TASKS:
a) According to the passage on the Internet Crash, how much of its value did the stock market as a whole lose in the bear market that began in 2000?
b) Write a continuation of the passage on the Internet Crash, starting after its final sentence.

DOCUMENT SEGMENT:
*** Block opens ***

The excitement spilled over into growth stocks and technology in general.  Meanwhile, “traditional old economy” stocks (which were foolishly focused on making money) just plodded along, earning completely boring returns of 6, 8, or 9 percent per year.  What fool would invest in such boredom?

Mind you, there was talk of bubbles.  Some commentators were incredulous, and would argue that this was unsustainable.  But the party roared on throughout the late 90s. 

Then came 2000 and – for reasons too complex to mention here except to say that it is inevitable that a bubble eventually burst – the party came to an end.  9/11 added to the pain in 2001.  The stock market as a whole lost almost 50% of its value over a long three year bear market.  Almost all of the day traders had to go back to work.  Painful – but unlike the general collapse of 2008 the pain of stock losses in 2000 was not spread evenly.   And this is where today’s investor can perhaps do well to recall the lessons of the Internet Crash.

The pain inflicted on stocks during the 2000-2003 recession seemed directly proportional to the degree to which the valuations of those stocks had soared during the bubble.  The “e-whatever” wishful thinking stocks were pretty much obliterated.  Investors who had invested heavily in the internet craze were wiped out.  Of course a few survived and thrived – but predicting at the time that startup online bookseller Amazon would be the dominant retailer in the nation in 2020 while AOL would basically be defunct would have been virtually impossible!

*** Block closes ***

Descriptions of image regions in natural language:
*** Block opens ***

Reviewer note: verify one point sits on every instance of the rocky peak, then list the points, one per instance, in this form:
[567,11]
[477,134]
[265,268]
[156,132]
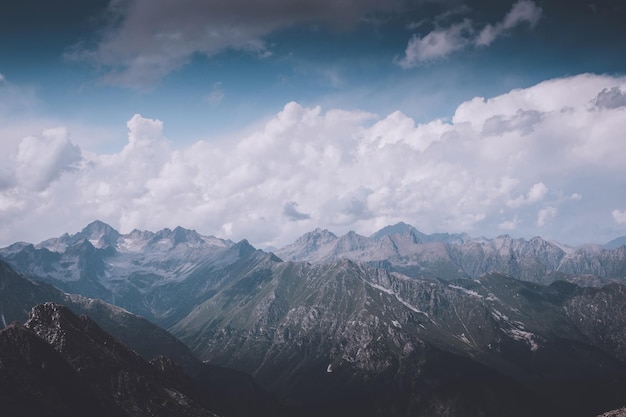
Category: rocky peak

*** Block closes ***
*** Block opens ***

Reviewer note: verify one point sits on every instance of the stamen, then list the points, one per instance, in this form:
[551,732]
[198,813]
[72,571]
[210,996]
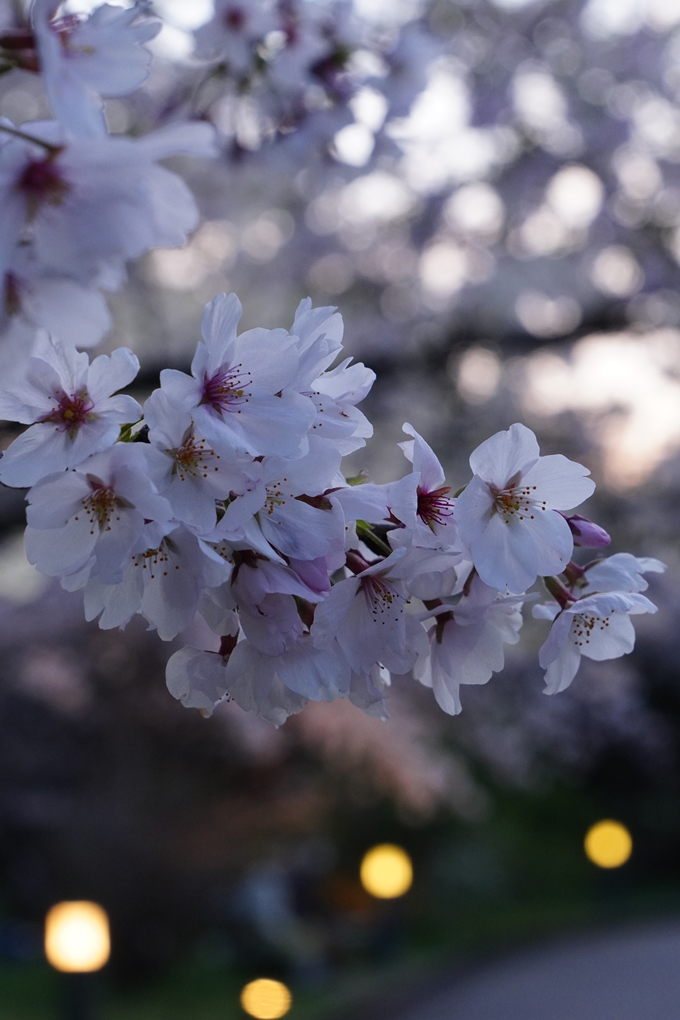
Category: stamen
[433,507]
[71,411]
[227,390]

*** Block closes ***
*** Block opens ***

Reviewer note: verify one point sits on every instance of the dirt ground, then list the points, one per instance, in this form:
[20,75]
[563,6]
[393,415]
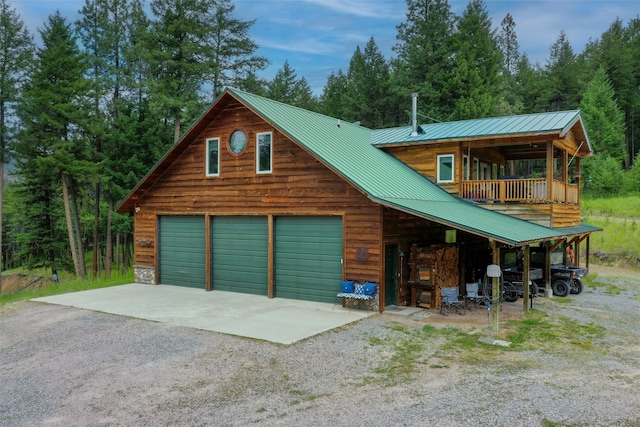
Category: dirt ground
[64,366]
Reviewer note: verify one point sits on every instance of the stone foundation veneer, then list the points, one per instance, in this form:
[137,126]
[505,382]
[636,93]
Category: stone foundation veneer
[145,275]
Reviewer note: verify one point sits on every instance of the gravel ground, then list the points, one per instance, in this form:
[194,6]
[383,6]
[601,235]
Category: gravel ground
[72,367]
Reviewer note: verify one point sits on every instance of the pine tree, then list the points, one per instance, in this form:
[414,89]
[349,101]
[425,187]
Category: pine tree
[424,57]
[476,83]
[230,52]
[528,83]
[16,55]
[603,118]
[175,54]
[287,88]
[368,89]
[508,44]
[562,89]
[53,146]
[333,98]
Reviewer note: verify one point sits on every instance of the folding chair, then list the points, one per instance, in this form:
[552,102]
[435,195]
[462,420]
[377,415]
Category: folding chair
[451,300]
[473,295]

*** Block closes ***

RESULTS IN ORDER:
a) Almost 50% of its value, over a long three-year bear market.

b)
As an aside, it is interesting to observe that the theme “the internet is going to be huge” which drove the market frenzy of the 90s was obviously not wrong.  But investors needed to learn – the hard way - that this fact did not make all internet stocks a good investment.  I hear variations of this theme all the time “people will always need health care” doesn’t mean all health care stocks are a good investment.  “Marijuana stocks will soar because of legalization” sounds a whole lot like investing in E-crazy or i-Hype in 1999.   

A LESSON FOR TODAY? What many people forget is that even as internet stocks went bust, and other high flying growth and tech stocks were clobbered, those long out of favor “value” stocks and small company stocks that no one wanted during the late nineties pretty much sailed through the 2000-2003 recession with minimal loss or pain.  Never having been a part of the “bubble” – they were virtually immune to the effects of the implosion. 

As I look at the stock market today, I can see parallels.   In the pandemic, day trading is again a “thing” after decades of dormancy - particularly among those who are not old enough to remember what happened in 2000.  Companies like Tesla (which has never earned a profit from selling cars) have soared to unheard of valuation levels based largely on hype and hope of smaller and younger investors.  Technology stocks in general have been soaring in value despite growing risks and uncertainties.  For the most part, we have not reached 1999 levels of stupid (but in the case of some tech stocks, it is getting close!)  On the plus side, these valuation extremes are the exception rather than the rule.  And at least some of these companies earn actual profits and have genuine business models – but prices of many stocks in tech are getting really hard to justify.  Meanwhile, stocks of smaller companies and those of companies which “just make money doing boring stuff” have been lagging behind, not just during the pandemic, but for several years now. 

Those of us who ARE old enough to remember 2000 should recall the lyrics of the Who’s Baba O’Reilly “We won’t get fooled again!”  Investors would do well to remain well diversified, be wary of hype, look at value, dividend, and small cap stocks as areas of opportunity rather than as market laggards, and remember that valuation and profits not only still matter – they are ultimately all that matters.